## Description of the task:
Reproduce only the top of the records, down to and including the line containing "box: [0, 153, 89, 217]".

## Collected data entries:
★ ★ ★ ★ ★ ★ ★
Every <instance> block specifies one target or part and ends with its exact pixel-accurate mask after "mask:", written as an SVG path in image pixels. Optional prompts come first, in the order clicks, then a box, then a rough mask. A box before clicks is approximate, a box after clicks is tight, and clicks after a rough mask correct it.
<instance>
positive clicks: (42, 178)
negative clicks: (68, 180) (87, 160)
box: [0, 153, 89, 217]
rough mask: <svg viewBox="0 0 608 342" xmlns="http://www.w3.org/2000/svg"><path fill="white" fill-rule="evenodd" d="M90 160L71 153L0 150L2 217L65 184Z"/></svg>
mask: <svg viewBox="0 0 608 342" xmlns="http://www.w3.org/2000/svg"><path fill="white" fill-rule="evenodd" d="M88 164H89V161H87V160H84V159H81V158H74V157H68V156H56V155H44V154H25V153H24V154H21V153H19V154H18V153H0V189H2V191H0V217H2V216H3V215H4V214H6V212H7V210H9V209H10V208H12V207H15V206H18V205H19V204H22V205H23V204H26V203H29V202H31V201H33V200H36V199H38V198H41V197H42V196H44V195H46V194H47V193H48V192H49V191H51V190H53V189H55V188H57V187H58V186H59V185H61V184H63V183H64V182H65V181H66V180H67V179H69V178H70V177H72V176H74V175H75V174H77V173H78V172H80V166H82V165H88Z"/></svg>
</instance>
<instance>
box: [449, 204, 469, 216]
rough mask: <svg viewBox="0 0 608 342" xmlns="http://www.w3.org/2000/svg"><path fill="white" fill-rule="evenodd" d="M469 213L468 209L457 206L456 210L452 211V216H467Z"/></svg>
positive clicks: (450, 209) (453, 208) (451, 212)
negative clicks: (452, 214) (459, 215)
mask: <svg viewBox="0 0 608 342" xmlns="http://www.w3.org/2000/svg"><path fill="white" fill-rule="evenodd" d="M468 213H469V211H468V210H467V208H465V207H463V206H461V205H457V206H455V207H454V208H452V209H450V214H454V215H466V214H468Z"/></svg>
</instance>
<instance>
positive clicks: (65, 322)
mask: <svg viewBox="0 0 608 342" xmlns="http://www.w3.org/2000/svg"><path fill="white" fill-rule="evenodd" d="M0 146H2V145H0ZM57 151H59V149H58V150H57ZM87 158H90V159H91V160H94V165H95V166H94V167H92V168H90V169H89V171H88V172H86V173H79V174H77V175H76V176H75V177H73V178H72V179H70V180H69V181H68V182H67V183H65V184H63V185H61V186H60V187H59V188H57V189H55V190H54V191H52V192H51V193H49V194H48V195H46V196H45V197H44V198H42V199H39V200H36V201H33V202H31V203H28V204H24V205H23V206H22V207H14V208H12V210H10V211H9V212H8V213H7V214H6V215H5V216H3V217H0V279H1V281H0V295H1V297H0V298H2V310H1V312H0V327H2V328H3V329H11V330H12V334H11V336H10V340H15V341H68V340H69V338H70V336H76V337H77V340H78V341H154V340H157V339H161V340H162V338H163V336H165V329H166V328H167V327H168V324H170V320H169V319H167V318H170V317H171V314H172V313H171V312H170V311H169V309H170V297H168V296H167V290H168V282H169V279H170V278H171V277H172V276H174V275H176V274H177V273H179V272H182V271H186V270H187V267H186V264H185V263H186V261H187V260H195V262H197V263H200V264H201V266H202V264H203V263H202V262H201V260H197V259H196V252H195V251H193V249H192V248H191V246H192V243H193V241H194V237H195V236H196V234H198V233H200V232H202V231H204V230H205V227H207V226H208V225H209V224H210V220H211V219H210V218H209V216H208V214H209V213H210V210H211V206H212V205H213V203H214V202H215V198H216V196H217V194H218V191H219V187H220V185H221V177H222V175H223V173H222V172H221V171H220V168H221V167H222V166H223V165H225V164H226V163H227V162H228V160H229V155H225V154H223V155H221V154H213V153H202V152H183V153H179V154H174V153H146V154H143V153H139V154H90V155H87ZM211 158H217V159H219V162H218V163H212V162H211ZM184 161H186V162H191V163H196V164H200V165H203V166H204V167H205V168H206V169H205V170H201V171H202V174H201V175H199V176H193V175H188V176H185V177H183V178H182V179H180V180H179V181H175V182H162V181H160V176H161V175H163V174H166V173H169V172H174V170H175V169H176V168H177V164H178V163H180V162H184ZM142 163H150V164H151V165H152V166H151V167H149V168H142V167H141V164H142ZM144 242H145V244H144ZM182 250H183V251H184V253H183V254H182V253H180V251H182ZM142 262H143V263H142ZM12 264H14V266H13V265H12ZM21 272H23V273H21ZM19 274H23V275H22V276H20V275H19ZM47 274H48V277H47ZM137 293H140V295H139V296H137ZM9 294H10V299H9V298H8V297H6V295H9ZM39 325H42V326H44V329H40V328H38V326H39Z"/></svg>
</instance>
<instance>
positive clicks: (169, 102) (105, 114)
★ ★ ★ ★ ★ ★ ★
## Your response:
Every <instance> block specifies one target or part and ends with its exact pixel-accurate mask after "mask:", written as an SVG path in image pixels. Optional prompts come first, in the order clicks, then a box, then a rough mask. A box before clicks is approximate, a box after clicks is tight, and clicks after a rough mask correct it.
<instance>
positive clicks: (42, 178)
negative clicks: (68, 180) (87, 160)
box: [0, 153, 89, 217]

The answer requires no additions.